# AIM OF THE EXERCISE:
Some of the lines below need repeating. Reproduce exactly those between the lines holding "Target: mug handle" and "Target: mini quiche", inclusive.

[[ SOURCE DATA, beginning ]]

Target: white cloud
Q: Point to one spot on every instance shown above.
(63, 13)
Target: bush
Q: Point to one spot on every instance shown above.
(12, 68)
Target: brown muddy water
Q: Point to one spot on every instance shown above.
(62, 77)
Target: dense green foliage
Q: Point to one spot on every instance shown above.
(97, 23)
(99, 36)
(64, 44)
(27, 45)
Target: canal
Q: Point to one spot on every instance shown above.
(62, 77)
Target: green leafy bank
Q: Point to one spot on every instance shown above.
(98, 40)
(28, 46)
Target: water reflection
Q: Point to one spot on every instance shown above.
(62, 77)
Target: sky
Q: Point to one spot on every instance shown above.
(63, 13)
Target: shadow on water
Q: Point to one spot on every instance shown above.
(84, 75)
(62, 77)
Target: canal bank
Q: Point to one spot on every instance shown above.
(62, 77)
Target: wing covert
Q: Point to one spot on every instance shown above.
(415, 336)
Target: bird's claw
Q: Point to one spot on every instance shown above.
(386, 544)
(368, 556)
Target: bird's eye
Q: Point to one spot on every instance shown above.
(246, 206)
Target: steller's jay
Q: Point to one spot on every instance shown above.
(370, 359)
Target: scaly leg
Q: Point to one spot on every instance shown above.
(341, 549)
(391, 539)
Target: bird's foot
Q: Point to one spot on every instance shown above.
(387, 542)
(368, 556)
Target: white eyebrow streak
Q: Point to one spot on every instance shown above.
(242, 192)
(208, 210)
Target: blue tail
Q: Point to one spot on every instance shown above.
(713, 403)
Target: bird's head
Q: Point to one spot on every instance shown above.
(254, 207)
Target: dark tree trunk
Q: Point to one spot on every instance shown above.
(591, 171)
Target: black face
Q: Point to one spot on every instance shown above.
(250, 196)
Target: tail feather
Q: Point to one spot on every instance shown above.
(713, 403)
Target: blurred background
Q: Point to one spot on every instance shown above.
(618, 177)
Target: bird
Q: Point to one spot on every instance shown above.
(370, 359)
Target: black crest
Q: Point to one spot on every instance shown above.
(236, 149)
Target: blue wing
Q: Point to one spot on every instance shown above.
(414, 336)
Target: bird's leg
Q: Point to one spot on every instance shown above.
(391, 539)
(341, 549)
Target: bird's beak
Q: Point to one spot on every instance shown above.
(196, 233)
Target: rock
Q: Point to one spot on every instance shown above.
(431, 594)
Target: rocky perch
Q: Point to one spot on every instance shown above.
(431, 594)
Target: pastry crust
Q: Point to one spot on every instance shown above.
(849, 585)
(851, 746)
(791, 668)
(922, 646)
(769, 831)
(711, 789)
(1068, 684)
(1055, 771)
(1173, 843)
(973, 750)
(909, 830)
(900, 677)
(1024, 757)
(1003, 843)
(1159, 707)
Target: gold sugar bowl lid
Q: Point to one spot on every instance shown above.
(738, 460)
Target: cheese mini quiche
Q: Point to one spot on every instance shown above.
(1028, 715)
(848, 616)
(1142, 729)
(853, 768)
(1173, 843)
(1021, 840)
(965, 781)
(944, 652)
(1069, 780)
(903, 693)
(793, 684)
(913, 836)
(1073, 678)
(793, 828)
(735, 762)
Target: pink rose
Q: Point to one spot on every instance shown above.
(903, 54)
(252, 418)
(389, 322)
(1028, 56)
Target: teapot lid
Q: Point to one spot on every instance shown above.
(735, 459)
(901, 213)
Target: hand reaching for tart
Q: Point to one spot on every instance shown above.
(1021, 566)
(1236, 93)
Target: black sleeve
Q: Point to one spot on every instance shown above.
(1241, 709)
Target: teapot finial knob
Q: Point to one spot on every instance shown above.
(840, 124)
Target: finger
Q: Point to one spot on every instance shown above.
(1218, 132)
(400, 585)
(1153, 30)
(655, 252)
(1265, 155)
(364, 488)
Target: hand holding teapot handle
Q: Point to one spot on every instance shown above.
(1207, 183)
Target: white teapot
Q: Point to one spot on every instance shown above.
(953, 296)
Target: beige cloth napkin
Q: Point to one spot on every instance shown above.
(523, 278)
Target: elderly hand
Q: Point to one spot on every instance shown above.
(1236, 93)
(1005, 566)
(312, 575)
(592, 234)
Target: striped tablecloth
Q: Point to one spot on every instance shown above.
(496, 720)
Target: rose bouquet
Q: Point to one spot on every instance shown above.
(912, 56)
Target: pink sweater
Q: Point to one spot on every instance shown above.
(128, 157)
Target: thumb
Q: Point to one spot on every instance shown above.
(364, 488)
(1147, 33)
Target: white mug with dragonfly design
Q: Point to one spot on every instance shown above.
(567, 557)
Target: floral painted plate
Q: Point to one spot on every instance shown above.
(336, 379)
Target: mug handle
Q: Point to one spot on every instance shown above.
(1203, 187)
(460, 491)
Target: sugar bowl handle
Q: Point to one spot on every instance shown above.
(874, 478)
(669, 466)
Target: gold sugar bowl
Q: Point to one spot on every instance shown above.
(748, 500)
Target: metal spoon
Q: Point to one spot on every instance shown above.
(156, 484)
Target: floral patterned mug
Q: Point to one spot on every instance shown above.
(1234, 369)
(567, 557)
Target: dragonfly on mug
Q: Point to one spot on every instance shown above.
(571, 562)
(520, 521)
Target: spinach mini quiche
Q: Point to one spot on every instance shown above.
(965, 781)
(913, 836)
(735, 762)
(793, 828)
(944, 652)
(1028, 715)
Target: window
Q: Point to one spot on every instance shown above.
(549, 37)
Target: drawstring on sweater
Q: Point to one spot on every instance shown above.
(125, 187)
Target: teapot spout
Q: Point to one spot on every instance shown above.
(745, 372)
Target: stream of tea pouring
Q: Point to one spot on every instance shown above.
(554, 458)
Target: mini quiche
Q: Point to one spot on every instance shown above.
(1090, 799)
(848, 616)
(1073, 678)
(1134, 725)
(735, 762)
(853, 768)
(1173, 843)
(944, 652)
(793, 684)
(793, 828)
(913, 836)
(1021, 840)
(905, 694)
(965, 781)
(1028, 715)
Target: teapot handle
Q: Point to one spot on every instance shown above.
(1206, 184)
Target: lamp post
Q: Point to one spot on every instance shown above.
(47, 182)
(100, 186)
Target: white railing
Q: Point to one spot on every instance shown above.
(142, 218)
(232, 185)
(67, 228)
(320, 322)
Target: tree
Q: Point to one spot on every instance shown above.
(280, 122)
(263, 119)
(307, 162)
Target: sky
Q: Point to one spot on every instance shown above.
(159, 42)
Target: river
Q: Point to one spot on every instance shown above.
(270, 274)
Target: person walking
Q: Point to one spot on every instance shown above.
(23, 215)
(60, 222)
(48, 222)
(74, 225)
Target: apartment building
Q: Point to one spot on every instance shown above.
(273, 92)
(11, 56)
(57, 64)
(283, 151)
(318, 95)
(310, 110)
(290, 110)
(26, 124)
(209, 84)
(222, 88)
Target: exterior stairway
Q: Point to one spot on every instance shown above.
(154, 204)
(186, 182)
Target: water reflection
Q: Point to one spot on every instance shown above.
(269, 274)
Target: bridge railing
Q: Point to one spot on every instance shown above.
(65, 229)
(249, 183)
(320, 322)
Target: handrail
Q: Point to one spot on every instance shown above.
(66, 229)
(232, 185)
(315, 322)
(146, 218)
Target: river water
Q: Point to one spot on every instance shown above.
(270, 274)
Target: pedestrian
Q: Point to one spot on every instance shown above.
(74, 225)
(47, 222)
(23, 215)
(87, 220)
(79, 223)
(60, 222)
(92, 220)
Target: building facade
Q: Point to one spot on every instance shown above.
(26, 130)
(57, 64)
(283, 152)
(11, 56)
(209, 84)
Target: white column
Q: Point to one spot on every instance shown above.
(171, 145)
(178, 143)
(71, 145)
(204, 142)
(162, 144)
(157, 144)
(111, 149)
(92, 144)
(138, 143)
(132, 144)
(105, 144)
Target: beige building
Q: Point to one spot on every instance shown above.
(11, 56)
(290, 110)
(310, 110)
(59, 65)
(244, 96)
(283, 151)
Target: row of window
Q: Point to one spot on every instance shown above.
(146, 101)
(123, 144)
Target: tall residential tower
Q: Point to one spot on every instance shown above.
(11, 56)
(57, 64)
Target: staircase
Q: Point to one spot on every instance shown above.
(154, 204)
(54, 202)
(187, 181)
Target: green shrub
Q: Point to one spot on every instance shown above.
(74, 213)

[[ SOURCE DATA, end ]]

# YOUR RESPONSE:
Target: mug handle
Q: Point to one spot on every instance shown above.
(1203, 187)
(460, 491)
Target: sugar bowl handle
Q: Point to one spot on every instance shown above.
(874, 478)
(669, 466)
Target: gold sugar bowl
Q: Point to one spot on every instance shown above.
(748, 500)
Target: metal spoon
Q: Point to one spot on every instance shown above.
(156, 484)
Target: floral patterned mug
Q: Point to one spot on every instance shown above.
(1234, 369)
(567, 557)
Target: dragonfly on mug
Q: Point to one spot on every instance shown above.
(571, 562)
(520, 521)
Target: spinach mini quiche
Q: Point to one spot on every instance shown above.
(965, 781)
(913, 836)
(735, 762)
(793, 828)
(944, 652)
(1028, 715)
Target: window
Q: Point to one spot on every instance shown above.
(549, 37)
Target: drawstring on sweater
Q: Point to one spot on every instance shown above.
(125, 187)
Target: teapot spout
Q: Point to one spot on every instance shown above.
(745, 372)
Target: stream of tea pouring
Q: Point to one spot on every instance shown above.
(554, 458)
Target: mini quiche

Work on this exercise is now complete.